課題 1: 以下のレコードのうち、「scan for curly brown hair」を含む行から始まり「[170,25,208,69]」を含む行で終わる部分（両端の行を含む）だけを、依頼の行も含めて改めて記してください。その際、回答に示された座標の数値にはそれぞれ0.4を掛け、四捨五入して整数にしてください。

選択本文:
┄┄┄┄┄┄┄┄┄┄┄┄┄┄┄┄┄┄┄┄

弘法大師空海 伝来の秘宝
時は延暦23(804)年、平安時代。日本から4隻の遣唐使船が、当時、世界の文化都市であった長安へ向けて出発しました。その中には、当時まったくの無名の私度僧であった若き日の空海が乗っていました。当時の造船技術では、渡唐は長い長い苦難を経ての命がけの旅で。空海が入唐した際も4隻の船団の内、唐に辿り着いたのは2隻だけでした。
唐では、皇帝の篤い帰依を受け最盛期の頂点にあった密教。その頂点にいたのが伝法大阿闍梨恵果和尚だったのです。空海をひと目見た恵果は…「わたしはあなたの来るのを待っていた。私の命は尽きようとしているが、教えを伝えるにふさわしい弟子がいない。これから速やかにあなたに伝えよう」

┄┄┄┄┄┄┄┄┄┄┄┄┄┄┄┄┄┄┄┄

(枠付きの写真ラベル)
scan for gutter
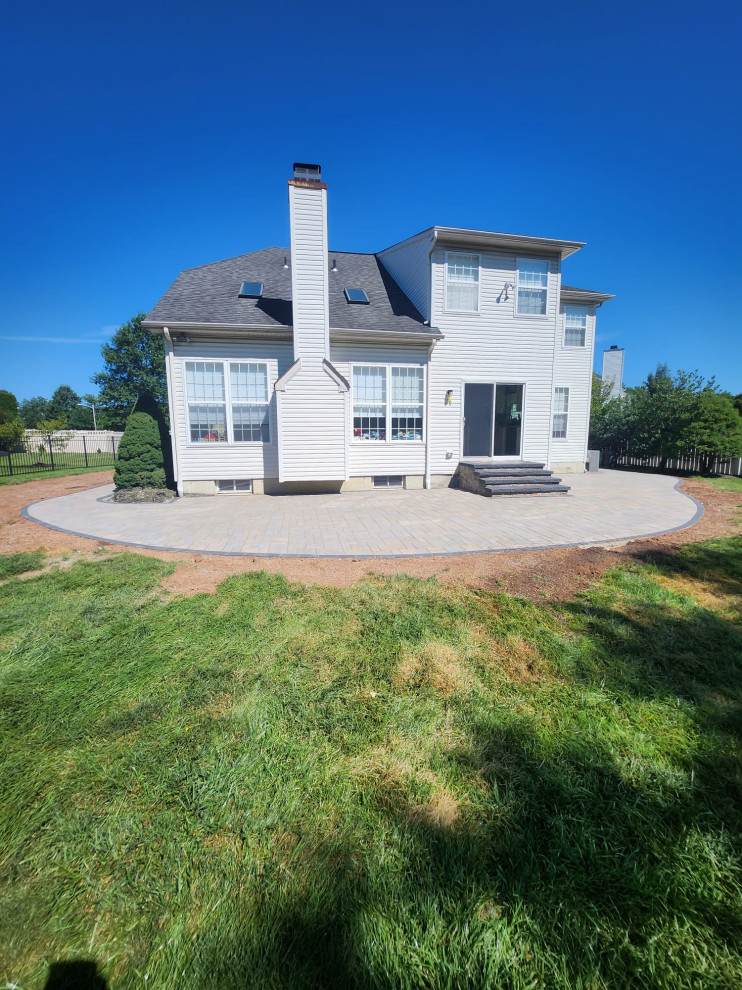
[162,327,183,495]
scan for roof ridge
[180,244,290,275]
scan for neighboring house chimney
[601,344,624,399]
[289,162,330,363]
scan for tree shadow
[44,959,108,990]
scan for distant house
[600,344,626,399]
[145,165,613,504]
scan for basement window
[216,478,252,495]
[239,282,263,299]
[343,289,370,306]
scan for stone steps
[480,478,569,497]
[456,460,569,498]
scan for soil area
[0,471,742,601]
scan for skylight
[240,282,263,299]
[343,289,369,306]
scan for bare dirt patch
[0,471,742,601]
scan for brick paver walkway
[24,471,702,557]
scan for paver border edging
[21,478,705,560]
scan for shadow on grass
[192,544,742,990]
[44,959,108,990]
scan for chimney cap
[294,162,322,182]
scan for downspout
[548,264,562,471]
[162,327,183,495]
[423,230,438,488]
[585,303,603,467]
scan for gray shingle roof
[146,247,436,335]
[561,285,616,302]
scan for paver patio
[23,471,703,558]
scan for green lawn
[695,475,742,493]
[0,450,113,485]
[0,538,742,990]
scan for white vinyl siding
[186,361,227,443]
[351,365,425,443]
[332,341,428,478]
[551,386,569,440]
[379,231,432,320]
[229,362,271,443]
[428,246,560,475]
[289,184,330,361]
[171,340,293,481]
[185,361,270,443]
[564,306,587,347]
[515,258,549,316]
[446,252,479,313]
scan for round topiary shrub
[113,411,167,489]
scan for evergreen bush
[113,402,168,489]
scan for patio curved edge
[21,478,705,560]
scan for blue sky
[0,0,742,398]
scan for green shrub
[113,407,167,488]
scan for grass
[0,458,113,487]
[0,538,742,990]
[694,474,742,494]
[0,550,46,581]
[0,454,113,485]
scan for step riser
[482,485,569,497]
[475,471,551,481]
[459,459,546,471]
[482,475,562,488]
[457,460,569,498]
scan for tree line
[0,313,167,443]
[589,364,742,474]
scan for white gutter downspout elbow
[162,327,183,495]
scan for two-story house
[145,164,613,495]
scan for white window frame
[181,354,276,450]
[350,361,428,447]
[514,255,551,320]
[443,251,482,313]
[562,303,590,350]
[551,385,569,443]
[230,359,273,447]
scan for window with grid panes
[391,368,425,440]
[516,258,549,316]
[564,306,587,347]
[229,362,270,443]
[551,388,569,440]
[353,366,387,440]
[185,361,227,443]
[446,253,479,313]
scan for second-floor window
[564,306,587,347]
[446,252,479,313]
[515,258,549,316]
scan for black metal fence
[600,450,742,478]
[0,433,121,478]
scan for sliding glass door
[464,382,523,459]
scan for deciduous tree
[91,313,167,429]
[0,388,18,423]
[19,395,49,430]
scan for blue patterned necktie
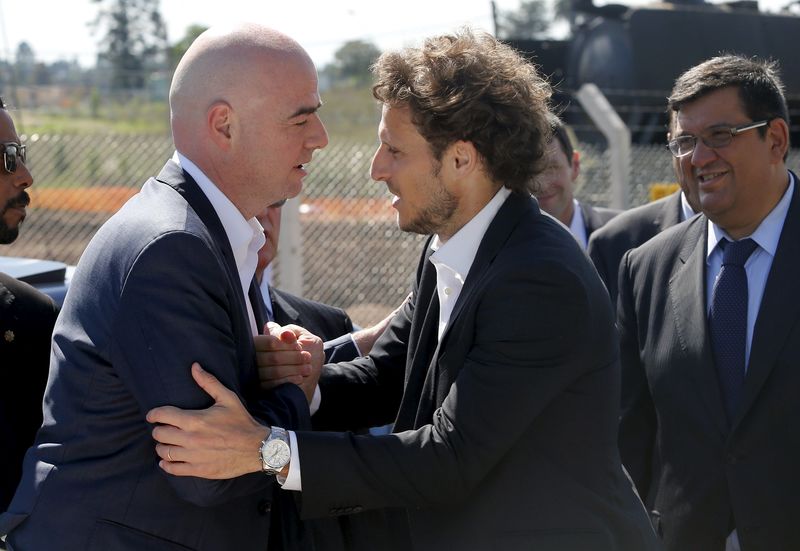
[708,239,757,422]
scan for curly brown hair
[372,28,551,193]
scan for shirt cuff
[308,385,322,415]
[348,333,364,358]
[278,430,303,492]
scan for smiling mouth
[697,172,725,184]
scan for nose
[307,114,328,149]
[690,140,717,167]
[369,145,389,182]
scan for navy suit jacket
[0,162,310,551]
[618,175,800,551]
[297,194,658,551]
[0,273,58,512]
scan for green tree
[331,40,381,84]
[497,0,552,38]
[16,40,36,85]
[90,0,168,90]
[170,25,208,69]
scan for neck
[558,199,575,227]
[720,168,791,241]
[436,182,501,243]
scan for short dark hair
[667,55,789,137]
[372,28,551,193]
[548,113,575,163]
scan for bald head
[169,24,328,218]
[169,23,313,151]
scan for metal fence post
[576,83,631,210]
[276,197,303,296]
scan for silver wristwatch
[260,427,292,475]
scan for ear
[444,140,479,178]
[571,151,581,182]
[206,101,233,151]
[766,118,789,163]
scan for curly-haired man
[149,30,657,550]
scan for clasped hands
[253,322,325,403]
[147,323,324,479]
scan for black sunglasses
[2,142,27,174]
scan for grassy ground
[13,85,380,142]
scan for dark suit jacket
[588,191,681,304]
[619,179,800,551]
[0,162,310,551]
[0,273,58,512]
[290,194,657,551]
[578,201,621,238]
[269,287,353,341]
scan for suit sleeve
[297,262,596,518]
[110,232,307,505]
[313,286,414,430]
[617,251,656,500]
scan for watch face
[262,439,291,470]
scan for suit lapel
[669,216,728,435]
[437,193,541,342]
[657,191,682,231]
[395,245,439,432]
[735,178,800,430]
[395,193,538,431]
[578,201,603,239]
[269,286,305,327]
[156,161,255,365]
[248,277,269,335]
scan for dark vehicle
[0,256,75,306]
[506,0,800,143]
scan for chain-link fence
[6,135,800,325]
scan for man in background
[588,117,700,304]
[531,115,619,249]
[0,98,58,512]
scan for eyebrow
[289,102,322,119]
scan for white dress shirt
[172,151,267,335]
[706,175,794,369]
[278,187,511,492]
[569,199,589,250]
[706,175,795,551]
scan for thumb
[192,362,238,404]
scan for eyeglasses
[667,119,771,159]
[2,142,27,174]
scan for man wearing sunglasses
[0,102,58,511]
[618,56,800,551]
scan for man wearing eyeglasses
[618,52,800,551]
[0,98,58,511]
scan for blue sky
[0,0,788,66]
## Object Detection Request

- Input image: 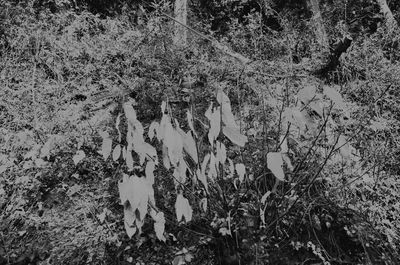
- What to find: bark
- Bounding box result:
[377,0,397,30]
[174,0,187,47]
[308,0,329,51]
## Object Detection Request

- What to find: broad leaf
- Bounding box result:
[154,212,166,242]
[112,144,121,161]
[267,152,285,181]
[175,194,193,222]
[222,126,247,147]
[235,164,246,182]
[324,86,346,110]
[72,150,86,166]
[148,121,160,140]
[101,133,112,160]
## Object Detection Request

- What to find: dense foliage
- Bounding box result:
[0,0,400,265]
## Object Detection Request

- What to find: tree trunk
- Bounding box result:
[174,0,187,47]
[307,0,329,52]
[377,0,397,30]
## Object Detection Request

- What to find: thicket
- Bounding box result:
[0,1,400,264]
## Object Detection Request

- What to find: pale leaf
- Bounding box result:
[145,161,156,185]
[279,135,289,153]
[208,105,221,146]
[217,141,226,166]
[113,144,121,161]
[196,169,208,193]
[201,154,211,176]
[101,137,112,160]
[148,121,160,140]
[199,198,208,213]
[172,256,186,265]
[186,110,197,137]
[115,113,122,143]
[228,158,235,178]
[175,194,193,222]
[162,144,171,170]
[72,150,86,165]
[125,150,133,171]
[235,164,246,182]
[208,152,218,180]
[261,191,271,204]
[324,86,346,110]
[222,126,247,147]
[124,204,137,238]
[282,153,294,171]
[267,152,285,181]
[154,212,166,242]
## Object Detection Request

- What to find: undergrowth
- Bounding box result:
[0,2,400,264]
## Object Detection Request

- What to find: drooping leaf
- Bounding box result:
[175,194,193,222]
[267,152,285,181]
[112,144,121,161]
[115,113,122,143]
[282,153,294,171]
[148,121,160,140]
[186,110,197,137]
[324,86,346,110]
[145,161,156,185]
[118,174,153,222]
[279,135,289,153]
[162,144,171,170]
[199,198,208,213]
[101,133,112,160]
[125,149,133,171]
[196,169,208,193]
[228,158,235,178]
[208,152,218,180]
[235,164,246,182]
[208,105,221,146]
[72,150,86,166]
[154,212,166,242]
[261,191,271,204]
[124,203,137,238]
[222,126,247,147]
[217,141,226,166]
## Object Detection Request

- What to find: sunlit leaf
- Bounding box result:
[72,150,86,165]
[154,212,166,242]
[217,141,226,166]
[115,113,122,143]
[208,152,218,180]
[186,110,197,137]
[175,194,193,222]
[261,191,271,204]
[199,198,208,213]
[208,105,221,146]
[148,121,160,140]
[267,152,285,181]
[222,126,247,147]
[235,164,246,182]
[324,86,346,110]
[101,134,112,160]
[125,150,133,171]
[112,144,121,161]
[145,161,156,185]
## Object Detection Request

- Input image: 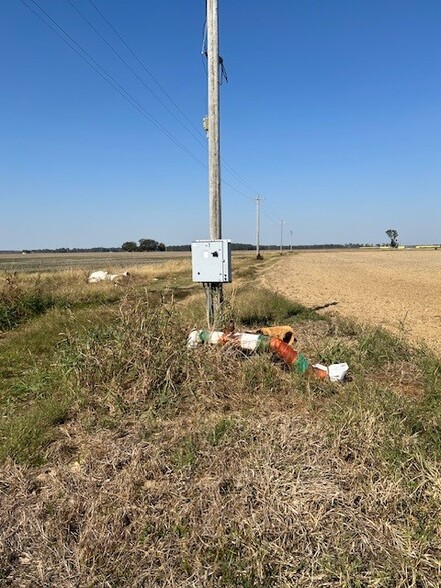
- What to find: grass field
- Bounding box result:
[0,252,190,272]
[0,255,441,588]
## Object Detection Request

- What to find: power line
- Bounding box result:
[21,0,207,168]
[87,0,208,142]
[21,0,286,223]
[66,0,205,152]
[87,0,276,211]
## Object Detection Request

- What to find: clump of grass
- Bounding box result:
[232,287,319,328]
[0,276,57,331]
[0,268,441,588]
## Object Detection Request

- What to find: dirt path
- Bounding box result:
[262,250,441,354]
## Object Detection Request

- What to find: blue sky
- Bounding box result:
[0,0,441,250]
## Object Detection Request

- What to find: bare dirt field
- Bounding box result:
[263,250,441,354]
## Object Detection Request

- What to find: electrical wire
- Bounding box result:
[20,0,286,231]
[66,0,205,152]
[87,0,276,211]
[20,0,207,169]
[89,0,210,144]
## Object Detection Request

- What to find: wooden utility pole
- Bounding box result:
[279,220,285,255]
[205,0,223,328]
[256,196,262,259]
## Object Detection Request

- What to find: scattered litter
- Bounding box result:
[87,270,130,284]
[256,325,297,345]
[187,325,349,382]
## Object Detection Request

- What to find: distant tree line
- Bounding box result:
[167,243,372,251]
[121,239,165,251]
[0,239,374,253]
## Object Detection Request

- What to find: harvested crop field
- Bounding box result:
[263,250,441,353]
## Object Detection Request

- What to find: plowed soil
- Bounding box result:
[263,250,441,354]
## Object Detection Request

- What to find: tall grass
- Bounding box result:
[0,262,441,588]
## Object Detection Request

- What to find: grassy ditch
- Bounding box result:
[0,260,441,588]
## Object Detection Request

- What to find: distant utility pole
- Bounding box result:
[205,0,223,327]
[256,196,262,259]
[279,220,285,255]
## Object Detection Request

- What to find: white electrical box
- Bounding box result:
[191,239,231,283]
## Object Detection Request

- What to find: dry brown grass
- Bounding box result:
[0,260,441,588]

┄┄┄┄┄┄┄┄┄┄┄┄┄┄┄┄┄┄┄┄

課題 2: 上の弘法大師空海に関する本文を、一字一句変えずにそのまま繰り返してください。

課題への回答 1:
scan for curly brown hair
[149,11,220,77]
scan for shirt cuff
[123,154,129,166]
[139,133,146,143]
[111,172,121,197]
scan for smiling mouth
[279,69,290,74]
scan for nose
[123,46,131,60]
[276,56,287,67]
[148,58,156,73]
scan for navy suit jacket
[0,65,124,220]
[247,70,320,220]
[119,78,263,220]
[0,109,23,205]
scan for green tree
[132,16,152,34]
[199,0,221,15]
[6,16,14,34]
[36,0,67,36]
[68,10,83,28]

課題への回答 2:
弘法大師空海 伝来の秘宝
時は延暦23(804)年、平安時代。日本から4隻の遣唐使船が、当時、世界の文化都市であった長安へ向けて出発しました。その中には、当時まったくの無名の私度僧であった若き日の空海が乗っていました。当時の造船技術では、渡唐は長い長い苦難を経ての命がけの旅で。空海が入唐した際も4隻の船団の内、唐に辿り着いたのは2隻だけでした。
唐では、皇帝の篤い帰依を受け最盛期の頂点にあった密教。その頂点にいたのが伝法大阿闍梨恵果和尚だったのです。空海をひと目見た恵果は…「わたしはあなたの来るのを待っていた。私の命は尽きようとしているが、教えを伝えるにふさわしい弟子がいない。これから速やかにあなたに伝えよう」